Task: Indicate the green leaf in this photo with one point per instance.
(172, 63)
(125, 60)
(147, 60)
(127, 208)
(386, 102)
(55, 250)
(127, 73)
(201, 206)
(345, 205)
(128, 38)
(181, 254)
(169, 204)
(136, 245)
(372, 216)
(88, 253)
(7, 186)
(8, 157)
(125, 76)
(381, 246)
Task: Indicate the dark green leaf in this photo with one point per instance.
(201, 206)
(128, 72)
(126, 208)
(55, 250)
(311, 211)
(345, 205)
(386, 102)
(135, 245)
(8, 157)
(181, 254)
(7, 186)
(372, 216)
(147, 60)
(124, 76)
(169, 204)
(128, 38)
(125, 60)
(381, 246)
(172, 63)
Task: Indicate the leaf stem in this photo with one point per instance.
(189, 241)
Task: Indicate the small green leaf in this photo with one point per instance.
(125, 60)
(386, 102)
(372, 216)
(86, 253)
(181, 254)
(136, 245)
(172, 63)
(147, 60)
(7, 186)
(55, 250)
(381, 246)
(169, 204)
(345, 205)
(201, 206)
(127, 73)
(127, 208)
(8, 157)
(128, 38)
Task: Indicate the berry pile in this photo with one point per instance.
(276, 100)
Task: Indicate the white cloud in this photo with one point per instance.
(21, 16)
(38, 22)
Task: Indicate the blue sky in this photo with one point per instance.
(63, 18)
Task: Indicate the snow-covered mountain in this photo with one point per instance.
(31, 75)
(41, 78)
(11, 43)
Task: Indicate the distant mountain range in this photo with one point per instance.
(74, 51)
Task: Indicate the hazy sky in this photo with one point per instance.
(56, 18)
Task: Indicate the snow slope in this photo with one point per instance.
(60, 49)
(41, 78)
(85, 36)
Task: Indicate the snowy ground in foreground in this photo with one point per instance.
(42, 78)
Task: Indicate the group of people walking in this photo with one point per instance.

##############################

■ What to produce
Print every row above verbatim, without any alteration.

■ Task answer
Task: Indicate the green leaf in this photo with one point per instance.
(172, 63)
(125, 60)
(147, 60)
(127, 208)
(386, 102)
(55, 250)
(127, 73)
(201, 206)
(345, 205)
(128, 38)
(181, 254)
(169, 204)
(136, 245)
(372, 216)
(88, 253)
(7, 186)
(8, 157)
(125, 76)
(381, 246)
Task: Indicate the dark green leaf in this photo with one point per instance.
(201, 206)
(128, 72)
(126, 208)
(55, 250)
(311, 211)
(345, 205)
(386, 102)
(135, 245)
(8, 157)
(181, 254)
(7, 186)
(372, 216)
(147, 60)
(124, 76)
(169, 204)
(128, 38)
(125, 60)
(381, 246)
(172, 63)
Task: Indicate the leaf stem in this photo with one point per instance.
(189, 241)
Task: Indicate the small green leaf in this photo with one point per instance.
(125, 60)
(386, 102)
(372, 216)
(86, 253)
(181, 254)
(136, 245)
(172, 63)
(147, 60)
(7, 186)
(55, 250)
(381, 246)
(169, 204)
(345, 205)
(201, 206)
(127, 73)
(127, 208)
(8, 157)
(128, 38)
Task: Indicate the berry pile in this photo with one point per instance.
(276, 100)
Task: Indicate the white cloud in this photo with one point per instance.
(21, 16)
(38, 22)
Task: Indicate the blue sky in this photo with one point per instance.
(63, 18)
Task: Indicate the snow-covered mountain in this photo with one point per instance.
(31, 75)
(41, 78)
(11, 43)
Task: Indicate the distant mountain range in this photo with one point per instance.
(74, 51)
Task: Indicate the hazy sky in this photo with one point per instance.
(56, 18)
Task: Indicate the snow slope in this photo with one point per instance.
(60, 49)
(41, 78)
(85, 36)
Task: Indicate the snowy ground in foreground in this photo with one point per instance.
(42, 78)
Task: Indicate the group of people walking in this photo with one point per instance.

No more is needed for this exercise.